*** Source text ***

Scriptella is an open source ETL (Extract-Transform-Load) and script execution tool written in Java. It allows the use of SQL or another scripting language suitable for the data source to perform required transformations. Scriptella does not offer any graphical user interface.

Typical use
 Database migration.
 Database creation/update scripts.
 Cross-database ETL operations, import/export.
 Alternative for Ant <sql> task.
 Automated database schema upgrade.

Features
 Simple XML syntax for scripts. Add dynamics to your existing SQL scripts by creating a thin wrapper XML file:      <!DOCTYPE etl SYSTEM "http://scriptella.javaforge.com/dtd/etl.dtd">
      <etl>
          <connection driver="$driver" url="$url" user="$user" password="$password"/>
          <script>
              <include href="PATH_TO_YOUR_SCRIPT.sql"/>
              -- And/or directly insert SQL statements here
          </script>
      </etl>
 Support for multiple datasources (or multiple connections to a single database) in an ETL file.

***

**Task to complete:** Write out the Scriptella text word for word, from "Scriptella is an" up to and including "Database creation/update scripts.". The material after this point is separate from the Scriptella text.

*** Data records ***

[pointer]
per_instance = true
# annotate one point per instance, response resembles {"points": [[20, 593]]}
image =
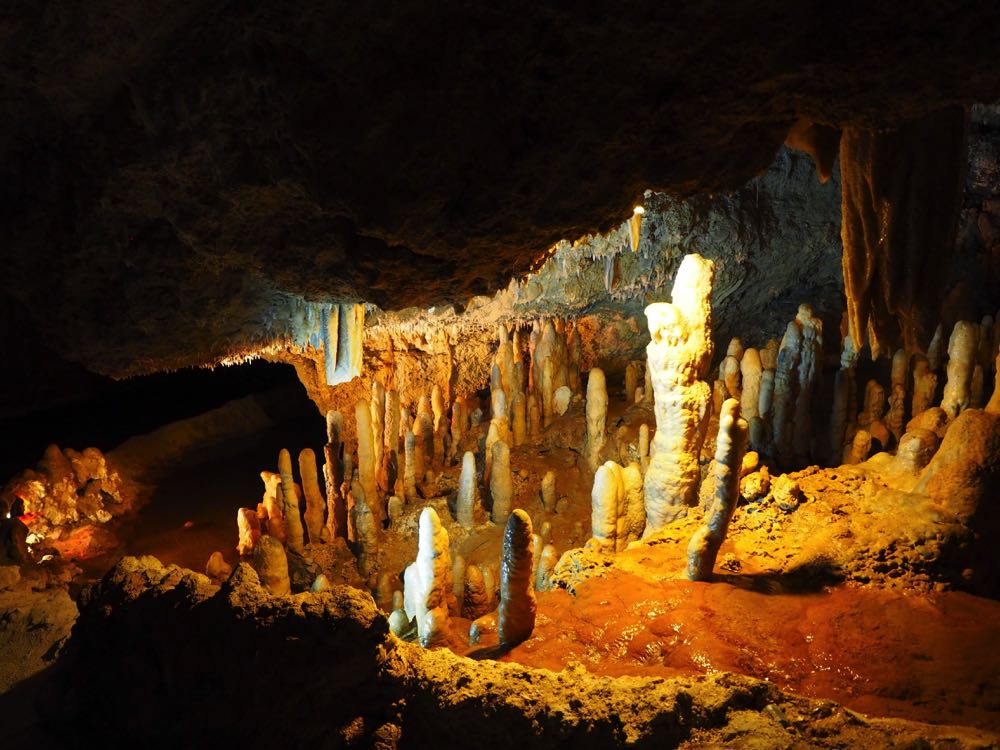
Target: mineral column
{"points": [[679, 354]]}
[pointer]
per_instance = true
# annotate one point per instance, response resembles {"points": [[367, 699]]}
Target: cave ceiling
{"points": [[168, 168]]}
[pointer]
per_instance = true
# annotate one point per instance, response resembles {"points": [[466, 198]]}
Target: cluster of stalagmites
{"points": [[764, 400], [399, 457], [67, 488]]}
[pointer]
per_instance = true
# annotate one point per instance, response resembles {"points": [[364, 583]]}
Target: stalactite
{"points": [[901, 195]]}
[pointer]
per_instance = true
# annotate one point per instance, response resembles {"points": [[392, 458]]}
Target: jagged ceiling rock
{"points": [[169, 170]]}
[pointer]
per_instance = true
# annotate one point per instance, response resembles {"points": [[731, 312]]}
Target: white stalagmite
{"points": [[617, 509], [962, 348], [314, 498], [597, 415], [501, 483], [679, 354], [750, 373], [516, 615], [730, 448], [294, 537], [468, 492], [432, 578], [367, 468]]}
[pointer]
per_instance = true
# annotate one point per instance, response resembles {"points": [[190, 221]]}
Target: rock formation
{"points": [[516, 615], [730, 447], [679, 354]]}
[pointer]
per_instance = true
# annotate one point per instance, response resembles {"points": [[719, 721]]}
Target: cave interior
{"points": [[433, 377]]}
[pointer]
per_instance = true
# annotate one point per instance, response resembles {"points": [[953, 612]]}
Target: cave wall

***

**Response:**
Scriptella is an open source ETL (Extract-Transform-Load) and script execution tool written in Java. It allows the use of SQL or another scripting language suitable for the data source to perform required transformations. Scriptella does not offer any graphical user interface.

Typical use
 Database migration.
 Database creation/update scripts.